**Written exercise a:** In the passage on the certainty of future things, which times does the sentence beginning "There is nothing in the nature of certainty" name? List each one.

**Document passage:**
— begin —
The previous certainty of things to come is one of those truths which are not easily comprehended. The difficulty seems to arise from a habit that we have of measuring all intellectual powers by the standard of human intellect. There is nothing in the nature of certainty, abstractedly considered, to connect it with past time or with the present, more than with the future; but human knowledge extends in so small a degree to future things, that scarce any thing becomes certain to us till it is come to pass, and therefore we are apt to imagine that things acquire their certainty from their accomplishment. But this is a gross fallacy. The proof of an event to us always depends either upon the testimony of others or the evidence of our own senses; but the certainty of events in themselves arises from their natural connexion with their proper causes. Hence, to that great Being who knows things, not by testimony, not by sense, but by their causes, as being himself the First Cause, the source of power and activity to all other causes, to Him, every thing that shall ever be, is at all times infinitely more certain than any thing either past or present can be to any man, except perhaps the simple fact of his own existence, and some of those necessary truths which are evidenced to every man, not by his bodily senses, but by that internal perception which seems to be the first act of created intellect.
— end —
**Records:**
— begin —
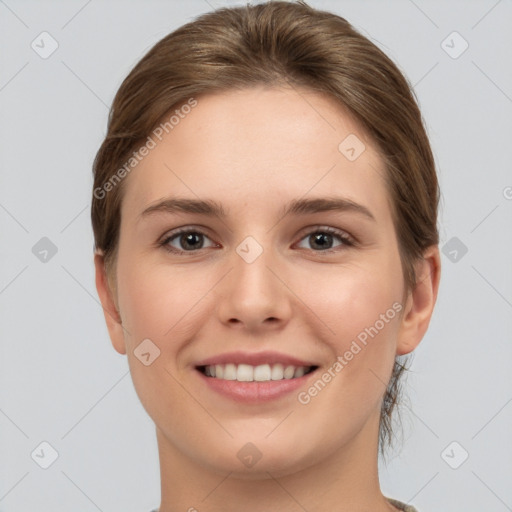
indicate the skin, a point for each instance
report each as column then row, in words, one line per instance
column 254, row 151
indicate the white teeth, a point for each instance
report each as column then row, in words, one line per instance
column 277, row 372
column 245, row 373
column 230, row 372
column 249, row 373
column 288, row 372
column 262, row 372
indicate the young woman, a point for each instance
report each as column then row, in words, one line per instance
column 264, row 212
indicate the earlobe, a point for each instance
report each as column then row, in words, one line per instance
column 110, row 310
column 420, row 302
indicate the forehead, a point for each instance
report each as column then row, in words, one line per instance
column 260, row 145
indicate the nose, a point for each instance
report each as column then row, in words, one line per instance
column 254, row 295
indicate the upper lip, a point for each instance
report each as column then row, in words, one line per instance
column 254, row 359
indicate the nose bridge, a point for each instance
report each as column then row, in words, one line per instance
column 252, row 292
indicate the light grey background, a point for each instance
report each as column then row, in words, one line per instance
column 60, row 379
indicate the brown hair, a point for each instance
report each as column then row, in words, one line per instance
column 279, row 43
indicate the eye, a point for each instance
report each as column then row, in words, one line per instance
column 322, row 238
column 188, row 240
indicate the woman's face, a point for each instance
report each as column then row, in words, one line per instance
column 320, row 286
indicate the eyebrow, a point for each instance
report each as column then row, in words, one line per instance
column 297, row 207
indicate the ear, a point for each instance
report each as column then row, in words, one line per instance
column 110, row 310
column 420, row 302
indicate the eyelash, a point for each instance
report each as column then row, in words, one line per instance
column 346, row 239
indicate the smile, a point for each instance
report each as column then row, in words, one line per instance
column 250, row 373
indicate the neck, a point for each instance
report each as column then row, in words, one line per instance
column 343, row 480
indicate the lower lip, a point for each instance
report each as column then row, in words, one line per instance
column 254, row 392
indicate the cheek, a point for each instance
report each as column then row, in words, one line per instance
column 159, row 302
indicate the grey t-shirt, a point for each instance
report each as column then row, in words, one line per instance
column 398, row 504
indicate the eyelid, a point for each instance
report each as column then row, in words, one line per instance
column 347, row 239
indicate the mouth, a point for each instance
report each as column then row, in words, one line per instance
column 250, row 373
— end —
**Written exercise b:** Can you switch "upper lip" to "top lip" in the part of the records that opens with the line containing "indicate the forehead, a" and closes with the line containing "column 254, row 359", and give back only those lines with everything else unchanged?

**Written response a:**
past time
the present
the future

**Written response b:**
indicate the forehead, a point for each instance
report each as column then row, in words, one line per instance
column 260, row 145
indicate the nose, a point for each instance
report each as column then row, in words, one line per instance
column 254, row 295
indicate the top lip, a point for each instance
report each as column then row, in words, one line per instance
column 254, row 359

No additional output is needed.